» **Task objective**
Take the material below and write it all out again exactly.
========================================================================
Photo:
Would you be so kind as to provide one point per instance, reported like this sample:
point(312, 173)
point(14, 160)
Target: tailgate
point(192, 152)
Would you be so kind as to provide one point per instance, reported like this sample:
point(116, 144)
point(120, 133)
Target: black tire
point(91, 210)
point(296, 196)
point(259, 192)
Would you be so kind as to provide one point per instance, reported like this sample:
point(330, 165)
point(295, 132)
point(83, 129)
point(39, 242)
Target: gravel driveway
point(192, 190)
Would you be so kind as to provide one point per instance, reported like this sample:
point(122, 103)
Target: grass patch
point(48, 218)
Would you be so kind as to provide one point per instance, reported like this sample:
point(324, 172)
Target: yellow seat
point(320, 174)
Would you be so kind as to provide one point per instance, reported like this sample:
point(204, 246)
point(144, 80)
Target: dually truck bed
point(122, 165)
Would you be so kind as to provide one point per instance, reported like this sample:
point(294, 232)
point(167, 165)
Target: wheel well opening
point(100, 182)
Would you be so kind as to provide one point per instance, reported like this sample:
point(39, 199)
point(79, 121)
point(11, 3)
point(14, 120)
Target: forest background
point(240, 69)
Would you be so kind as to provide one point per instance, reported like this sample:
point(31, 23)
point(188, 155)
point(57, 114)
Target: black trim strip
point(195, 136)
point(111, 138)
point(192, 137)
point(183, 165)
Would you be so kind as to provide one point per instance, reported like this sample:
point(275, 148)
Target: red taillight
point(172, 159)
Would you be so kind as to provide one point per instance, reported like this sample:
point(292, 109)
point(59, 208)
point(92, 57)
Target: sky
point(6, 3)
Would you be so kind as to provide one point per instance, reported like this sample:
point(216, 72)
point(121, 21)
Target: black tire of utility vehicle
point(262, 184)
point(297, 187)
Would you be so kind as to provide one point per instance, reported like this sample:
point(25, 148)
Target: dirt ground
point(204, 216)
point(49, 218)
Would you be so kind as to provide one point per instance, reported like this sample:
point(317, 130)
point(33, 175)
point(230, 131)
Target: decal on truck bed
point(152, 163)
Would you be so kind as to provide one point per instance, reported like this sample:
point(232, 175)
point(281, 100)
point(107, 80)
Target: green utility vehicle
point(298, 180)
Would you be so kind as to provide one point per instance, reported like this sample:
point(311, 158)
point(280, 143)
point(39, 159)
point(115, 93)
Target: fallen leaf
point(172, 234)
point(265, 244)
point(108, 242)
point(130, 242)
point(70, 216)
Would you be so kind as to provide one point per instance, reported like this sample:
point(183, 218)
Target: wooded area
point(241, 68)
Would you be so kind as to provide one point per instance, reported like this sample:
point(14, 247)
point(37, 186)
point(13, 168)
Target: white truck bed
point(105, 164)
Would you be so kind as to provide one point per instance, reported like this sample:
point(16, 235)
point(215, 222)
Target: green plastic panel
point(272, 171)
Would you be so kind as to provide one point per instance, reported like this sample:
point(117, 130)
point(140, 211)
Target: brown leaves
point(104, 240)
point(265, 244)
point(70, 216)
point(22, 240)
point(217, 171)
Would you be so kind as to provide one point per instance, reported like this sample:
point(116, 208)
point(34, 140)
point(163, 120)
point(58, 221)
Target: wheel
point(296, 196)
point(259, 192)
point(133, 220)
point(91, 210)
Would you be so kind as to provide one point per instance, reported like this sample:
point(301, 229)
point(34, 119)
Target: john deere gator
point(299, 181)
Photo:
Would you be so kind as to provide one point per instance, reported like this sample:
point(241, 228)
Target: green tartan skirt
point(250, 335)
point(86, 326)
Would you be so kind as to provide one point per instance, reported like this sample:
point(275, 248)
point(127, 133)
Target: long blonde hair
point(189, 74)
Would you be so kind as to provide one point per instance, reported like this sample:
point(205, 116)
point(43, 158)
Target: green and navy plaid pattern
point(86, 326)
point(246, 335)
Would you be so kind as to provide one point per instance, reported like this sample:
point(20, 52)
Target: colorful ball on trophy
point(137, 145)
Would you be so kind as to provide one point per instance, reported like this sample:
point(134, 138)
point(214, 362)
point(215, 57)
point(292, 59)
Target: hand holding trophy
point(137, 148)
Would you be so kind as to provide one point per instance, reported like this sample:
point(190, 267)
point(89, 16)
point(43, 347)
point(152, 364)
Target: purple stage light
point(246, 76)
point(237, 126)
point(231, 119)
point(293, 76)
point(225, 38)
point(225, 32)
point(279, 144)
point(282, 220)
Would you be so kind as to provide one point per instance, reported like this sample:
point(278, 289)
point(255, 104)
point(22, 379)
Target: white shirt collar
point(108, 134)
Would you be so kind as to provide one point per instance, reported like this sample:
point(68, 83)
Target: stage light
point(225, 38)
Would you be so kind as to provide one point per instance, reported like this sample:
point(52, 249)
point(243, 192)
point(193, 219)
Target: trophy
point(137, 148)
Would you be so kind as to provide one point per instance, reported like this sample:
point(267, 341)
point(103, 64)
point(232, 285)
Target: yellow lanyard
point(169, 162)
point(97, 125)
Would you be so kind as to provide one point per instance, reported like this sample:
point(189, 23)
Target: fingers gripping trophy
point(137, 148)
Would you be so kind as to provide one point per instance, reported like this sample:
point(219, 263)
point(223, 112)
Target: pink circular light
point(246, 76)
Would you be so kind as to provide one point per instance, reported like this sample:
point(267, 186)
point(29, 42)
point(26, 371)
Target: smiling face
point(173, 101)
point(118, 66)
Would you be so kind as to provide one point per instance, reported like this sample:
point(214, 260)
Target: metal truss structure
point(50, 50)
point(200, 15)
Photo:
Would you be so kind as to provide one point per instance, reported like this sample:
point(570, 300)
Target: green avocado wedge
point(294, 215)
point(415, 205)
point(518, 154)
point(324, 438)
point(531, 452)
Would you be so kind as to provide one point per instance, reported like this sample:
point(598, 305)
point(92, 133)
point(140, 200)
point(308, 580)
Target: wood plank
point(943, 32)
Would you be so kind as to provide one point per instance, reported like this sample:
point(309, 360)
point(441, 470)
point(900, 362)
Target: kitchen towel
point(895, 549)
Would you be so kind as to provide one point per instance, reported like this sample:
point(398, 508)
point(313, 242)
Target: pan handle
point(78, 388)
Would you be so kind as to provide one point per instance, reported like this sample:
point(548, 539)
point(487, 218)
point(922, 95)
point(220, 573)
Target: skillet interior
========================================================================
» **Answer to the task**
Photo:
Would you be so kind as to provide one point per instance, reported like this sample:
point(312, 173)
point(14, 160)
Target: tailgate
point(192, 152)
Would you be so kind as to provide one point per instance, reported like this sample:
point(116, 144)
point(120, 133)
Target: black tire
point(91, 210)
point(296, 196)
point(259, 192)
Would you be so kind as to provide one point per instance, reported like this sample:
point(330, 165)
point(295, 132)
point(83, 129)
point(39, 242)
Target: gravel driveway
point(192, 190)
Would you be so kind as to provide one point per instance, reported like this sample:
point(122, 103)
Target: grass patch
point(48, 218)
Would you be so kind as to provide one point per instance, reported like this sample:
point(324, 172)
Target: yellow seat
point(320, 174)
Would you be so kind as to provide one point per instance, reported like this sample:
point(204, 246)
point(144, 80)
Target: dually truck bed
point(122, 165)
Would you be so kind as to provide one point per instance, reported like this sample:
point(294, 232)
point(167, 165)
Target: wheel well opening
point(100, 182)
Would you be so kind as to provide one point per instance, reported like this sample:
point(39, 199)
point(79, 121)
point(11, 3)
point(14, 120)
Target: forest background
point(240, 69)
Would you be so kind as to provide one point per instance, reported like this sample:
point(31, 23)
point(188, 155)
point(57, 114)
Target: black trim strip
point(195, 136)
point(111, 138)
point(192, 137)
point(183, 165)
Would you be so kind as to provide one point per instance, reported like this sample:
point(275, 148)
Target: red taillight
point(172, 159)
Would you be so kind as to provide one point per instance, reported like this sample:
point(292, 109)
point(59, 208)
point(92, 57)
Target: sky
point(6, 3)
Would you be so kind as to provide one point per instance, reported like this sample:
point(216, 72)
point(121, 21)
Target: black tire of utility vehicle
point(262, 184)
point(297, 187)
Would you be so kind as to provide one point per instance, reported like this sample:
point(25, 148)
Target: dirt ground
point(204, 216)
point(49, 218)
Would you be so kind as to provide one point per instance, reported like this sample:
point(317, 130)
point(33, 175)
point(230, 131)
Target: decal on truck bed
point(152, 163)
Would you be so kind as to provide one point per instance, reported like this sample:
point(232, 175)
point(281, 100)
point(107, 80)
Target: green utility vehicle
point(298, 180)
Would you be so kind as to provide one point per instance, reported like this sample:
point(311, 158)
point(280, 143)
point(39, 159)
point(115, 93)
Target: fallen leaf
point(172, 234)
point(265, 244)
point(108, 242)
point(130, 242)
point(70, 216)
Would you be so kind as to provide one point per instance, reported like this sample:
point(183, 218)
Target: wooded area
point(241, 68)
Would you be so kind as to provide one point per instance, reported like this sample:
point(14, 247)
point(37, 186)
point(13, 168)
Target: white truck bed
point(105, 164)
Would you be so kind as to provide one point per instance, reported like this sample:
point(16, 235)
point(215, 222)
Target: green plastic panel
point(272, 171)
Would you be so kind as to provide one point per instance, reported like this sample:
point(117, 130)
point(140, 211)
Target: brown leaves
point(104, 240)
point(265, 244)
point(70, 216)
point(22, 240)
point(217, 171)
Would you be so kind as to provide one point per instance, reported like this sample:
point(116, 208)
point(34, 140)
point(163, 120)
point(58, 221)
Target: wheel
point(296, 196)
point(259, 192)
point(133, 220)
point(91, 210)
Would you be so kind as to provide one point per instance, reported like this sample:
point(301, 229)
point(34, 119)
Target: john deere gator
point(299, 181)
Photo:
Would you be so kind as to provide one point per instance, reported like this sample:
point(241, 228)
Target: green tartan skirt
point(250, 335)
point(86, 326)
Would you be so kind as to provide one point per instance, reported like this sample:
point(275, 248)
point(127, 133)
Target: long blonde hair
point(189, 74)
Would you be so kind as to provide one point per instance, reported like this sample:
point(205, 116)
point(43, 158)
Target: green and navy plaid pattern
point(86, 326)
point(246, 335)
Would you be so kind as to provide one point per instance, reported like this sample:
point(20, 52)
Target: colorful ball on trophy
point(137, 145)
Would you be so kind as to provide one point per instance, reported like this sample:
point(134, 138)
point(214, 362)
point(215, 57)
point(292, 59)
Target: hand holding trophy
point(137, 148)
Would you be so kind as to provide one point per instance, reported like this sample:
point(190, 267)
point(89, 16)
point(43, 347)
point(152, 364)
Target: purple stage light
point(246, 76)
point(237, 126)
point(231, 119)
point(293, 76)
point(225, 38)
point(225, 32)
point(279, 144)
point(282, 220)
Would you be so kind as to provide one point per instance, reported like this sample:
point(278, 289)
point(255, 104)
point(22, 379)
Target: white shirt collar
point(108, 134)
Would you be so kind as to provide one point per instance, reported like this sample:
point(68, 83)
Target: stage light
point(225, 38)
Would you be so kind as to provide one point per instance, reported like this sample:
point(52, 249)
point(243, 192)
point(193, 219)
Target: trophy
point(137, 148)
Would you be so kind as to provide one point per instance, reported like this sample:
point(267, 341)
point(103, 64)
point(232, 285)
Target: yellow lanyard
point(169, 162)
point(97, 125)
Would you be so kind as to provide one point per instance, reported like this sample:
point(189, 23)
Target: fingers gripping trophy
point(137, 148)
Would you be so kind as to provide one point per instance, reported like this sample:
point(219, 263)
point(223, 112)
Target: pink circular light
point(246, 76)
Would you be so kind as to provide one point per instance, reported like this sample:
point(267, 186)
point(29, 42)
point(26, 371)
Target: smiling face
point(173, 101)
point(118, 66)
Would you be so kind as to provide one point per instance, reported like this sample:
point(214, 260)
Target: metal truss structure
point(50, 50)
point(200, 15)
Photo:
Would you be so kind as to provide one point per instance, reported like this sample:
point(570, 300)
Target: green avocado wedge
point(294, 215)
point(415, 205)
point(518, 154)
point(324, 438)
point(531, 452)
Would you be so kind as to provide one point per instance, reported like this sample:
point(598, 305)
point(92, 133)
point(140, 200)
point(308, 580)
Target: wood plank
point(943, 32)
Would you be so kind as to provide one point per instance, reported like this sample:
point(309, 360)
point(441, 470)
point(900, 362)
Target: kitchen towel
point(895, 549)
Would you be so kind as to provide one point per instance, reported like this sample:
point(398, 508)
point(313, 242)
Target: pan handle
point(78, 388)
Would you be so kind as to provide one point per instance, reported like this sample:
point(548, 539)
point(487, 218)
point(922, 95)
point(220, 573)
Target: skillet interior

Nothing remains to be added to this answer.